Problem -
Output the entries as they appear, skipping images.

[[ Record extracts, beginning ]]

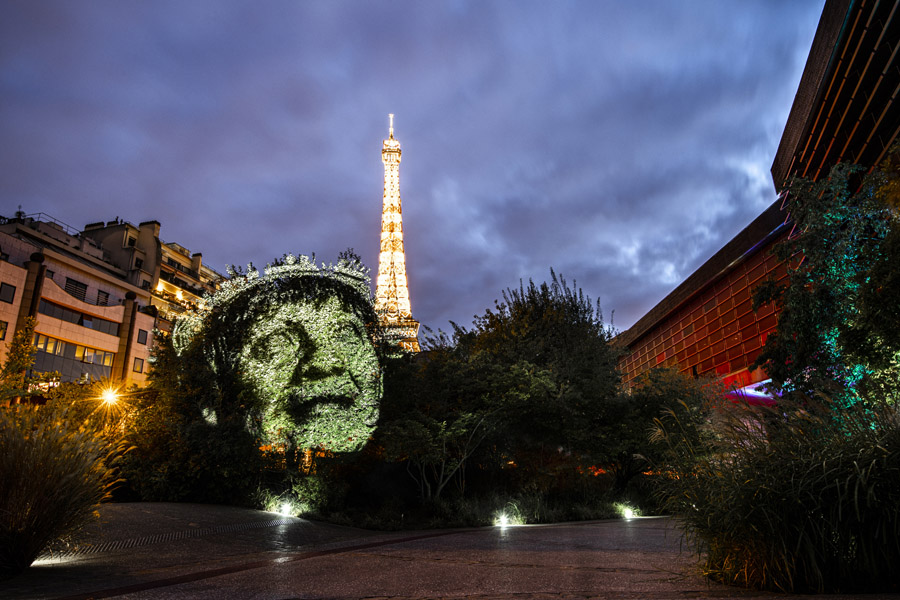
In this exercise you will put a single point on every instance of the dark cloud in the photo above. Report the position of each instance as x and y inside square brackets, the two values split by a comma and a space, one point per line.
[620, 144]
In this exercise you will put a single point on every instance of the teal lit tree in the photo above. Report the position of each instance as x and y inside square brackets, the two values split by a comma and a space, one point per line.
[838, 328]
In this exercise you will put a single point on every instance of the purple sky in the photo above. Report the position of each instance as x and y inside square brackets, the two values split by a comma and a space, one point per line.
[620, 143]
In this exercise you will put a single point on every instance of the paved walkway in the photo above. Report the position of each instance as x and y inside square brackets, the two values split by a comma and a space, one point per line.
[148, 550]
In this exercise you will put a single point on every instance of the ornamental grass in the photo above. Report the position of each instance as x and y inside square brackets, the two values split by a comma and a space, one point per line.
[53, 474]
[791, 498]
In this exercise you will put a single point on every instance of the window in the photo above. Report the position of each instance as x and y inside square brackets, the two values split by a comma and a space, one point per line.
[76, 288]
[7, 292]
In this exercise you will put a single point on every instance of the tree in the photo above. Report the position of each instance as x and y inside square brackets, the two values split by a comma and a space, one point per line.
[14, 379]
[277, 362]
[839, 321]
[557, 331]
[526, 390]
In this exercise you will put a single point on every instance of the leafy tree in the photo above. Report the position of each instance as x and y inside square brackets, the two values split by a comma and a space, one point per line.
[658, 392]
[556, 331]
[446, 407]
[839, 321]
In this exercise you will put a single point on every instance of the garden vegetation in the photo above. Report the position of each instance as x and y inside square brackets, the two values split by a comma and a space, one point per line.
[802, 496]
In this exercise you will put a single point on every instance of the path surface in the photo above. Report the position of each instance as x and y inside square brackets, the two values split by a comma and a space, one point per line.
[146, 551]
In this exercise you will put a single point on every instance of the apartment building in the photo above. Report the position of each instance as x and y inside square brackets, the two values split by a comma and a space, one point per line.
[98, 294]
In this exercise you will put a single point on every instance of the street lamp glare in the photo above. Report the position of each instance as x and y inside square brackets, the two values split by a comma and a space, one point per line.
[109, 397]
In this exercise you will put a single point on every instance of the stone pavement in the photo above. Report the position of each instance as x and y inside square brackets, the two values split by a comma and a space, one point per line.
[150, 550]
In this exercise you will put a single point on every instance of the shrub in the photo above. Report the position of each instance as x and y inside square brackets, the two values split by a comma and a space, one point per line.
[53, 474]
[792, 498]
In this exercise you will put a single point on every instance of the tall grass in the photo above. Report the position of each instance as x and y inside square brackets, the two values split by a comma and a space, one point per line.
[791, 498]
[53, 474]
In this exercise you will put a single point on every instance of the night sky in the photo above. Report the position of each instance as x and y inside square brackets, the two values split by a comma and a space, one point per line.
[619, 143]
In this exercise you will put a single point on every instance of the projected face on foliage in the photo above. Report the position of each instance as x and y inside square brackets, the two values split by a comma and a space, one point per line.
[314, 367]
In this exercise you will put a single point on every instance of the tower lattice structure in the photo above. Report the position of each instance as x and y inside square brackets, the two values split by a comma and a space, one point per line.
[391, 290]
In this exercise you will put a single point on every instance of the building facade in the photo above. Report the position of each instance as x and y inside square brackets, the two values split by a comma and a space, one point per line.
[98, 295]
[844, 110]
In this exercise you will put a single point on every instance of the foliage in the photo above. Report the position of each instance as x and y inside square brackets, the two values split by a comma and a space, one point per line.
[179, 454]
[16, 380]
[275, 363]
[839, 325]
[787, 498]
[54, 471]
[633, 414]
[524, 395]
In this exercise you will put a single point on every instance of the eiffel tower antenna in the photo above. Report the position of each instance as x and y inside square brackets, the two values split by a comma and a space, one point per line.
[391, 290]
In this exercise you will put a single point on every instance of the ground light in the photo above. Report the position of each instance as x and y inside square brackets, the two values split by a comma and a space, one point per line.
[626, 511]
[109, 396]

[[ Record extracts, end ]]

Output -
In this exercise you will put a single point on every instance of the dark cloud in the photo above. Report the position of each instance as x and y inside square brackets, the two values split by a comma and a space, one point per line.
[620, 144]
In this exercise you will put a single point on every instance of the teal lit tree in the photo above. Report the position of each instance as x and y inside square brackets, the two values split by a comma and a space, one point per line.
[838, 328]
In this exercise you will put a single point on every instance of the purple sky in the photo above. Report the position of each instance as x and y inside square brackets, the two values split by a comma and a space, one point per line.
[620, 143]
In this exercise you will put a single point on every instance of the paved walkway in the photo above. Report the position of each instance as x and y inside square brackets, the two values split by a comma and a space, one point per line.
[148, 550]
In this exercise you will put a single point on every instance of the ornamental grass in the photo above. Report the position of each instance as x and y inside square brackets, the two values split by a comma and a space, one point per line.
[53, 474]
[791, 498]
In this exercise you will put a single point on every instance of the window in the photo above. Report the position of each instance as x and y inside square brackets, the two values split by a comma and a space, one point per line.
[76, 288]
[7, 292]
In this exercise you will put a single point on every instance of the tree in the photo above. Report the position of each instance as x and y inside square brackets, the two values split by a comma and a space, one point per line.
[14, 379]
[277, 362]
[839, 321]
[557, 331]
[526, 390]
In this exercise you will put a single point on every instance of the leafy tree in the photo above. Report the position of each instance as x and y inside square brackets, the two values split by a comma and a space, one point per line.
[658, 392]
[556, 331]
[446, 407]
[839, 321]
In this exercise you will put a single point on every instance of the garden vegetation in the photo above. Report the position of each instance as x and y inside square brackets, the two values split by a comma and a space, one point per line.
[802, 496]
In this exercise you will put a single point on every instance of the path surface in the photo above. Report the position of each instance as x and y inside square brackets, the two values split by a comma and a space, one point per line.
[146, 551]
In this exercise you will put a single point on every instance of the apartment building in the photo above. Report the position of each instance as x and y inside square brackets, the two values split by a comma and a space, one point per line.
[98, 294]
In this exercise you will put a single point on every instance of the street lamp glare in the photo above. Report the position of each instance as x and y inside square brackets, the two values split by a comma and a space, one point per line.
[109, 397]
In this exercise you will put a single point on every instance of the stone pavement in the photo above. Report the position of each instance as x and y inside square brackets, the two values split by a comma and a space, one point per line.
[150, 550]
In this exercise you will put a single point on every instance of the shrub in the photo above. Report the position of each instance as x and y inside square brackets, the two values split by a comma and a space, one point per line.
[53, 474]
[792, 498]
In this exercise you will put a single point on every instance of the tall grass in the photo above. Report the position of each instance as x and y inside square brackets, the two values split by a comma and a space, one point per line.
[791, 498]
[53, 474]
In this exercise you will put a single point on every instance of the night sky in the photo above. Report the position of each instance as x and y inside square brackets, the two values split by a comma and a space, one point per line.
[619, 143]
In this exercise you will put a single point on every instance of the projected face on foliage in the photo above. Report the position of each instance as x and y inside square brackets, the two values split by a comma and a space, one point per line.
[314, 367]
In this exercise you will put a single point on every instance of the tower lattice structure in the photo above. Report the position of each instance as x and y inside square brackets, the two values split by a comma and a space, one point per line.
[391, 290]
In this exercise you will put a single point on every instance of the building facade in the photo above. Report the position of each instance as x and y inside square brackets, the two values split by a comma and a space, one point per line.
[98, 295]
[844, 110]
In this exercise you will put a single point on every instance of the foliage in the photo above. Report the position of each instance as x and y inside square brackets, the two values split by a comma and a space, one point per line.
[179, 454]
[16, 380]
[275, 363]
[839, 325]
[787, 498]
[54, 471]
[633, 414]
[524, 395]
In this exercise you will put a single point on every instance of the eiffel tower antenna in the photo above. Report the position of each instance as x and y inside square brackets, the two values split by a comma and a space, one point per line.
[391, 290]
In this exercise you will put a single point on every instance of the ground light in the photo above. Report the position of each instance as x and y inside square brackets, the two values split by a comma and a space, one point per line.
[626, 511]
[109, 396]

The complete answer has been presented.